> [Directions] Could you give the data below again exactly, apart from the pictures?

> [Dataset]
= Beginning of Section =

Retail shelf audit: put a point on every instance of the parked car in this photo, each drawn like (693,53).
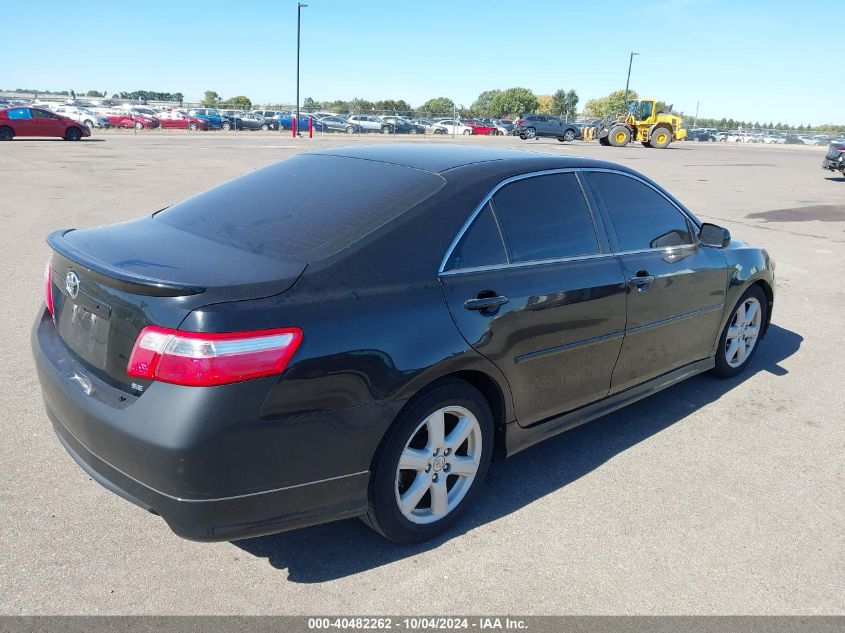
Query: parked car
(401,125)
(126,119)
(481,129)
(450,126)
(23,121)
(834,160)
(212,115)
(181,121)
(240,362)
(339,124)
(369,123)
(545,125)
(88,118)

= End of Section =

> [Task solution]
Retail shelf audit: put a point on every instance of the parked car in this photo, each drawn like (693,53).
Query: parked car
(401,125)
(126,119)
(481,129)
(450,126)
(23,121)
(834,160)
(212,115)
(181,121)
(240,362)
(339,124)
(369,123)
(545,125)
(88,118)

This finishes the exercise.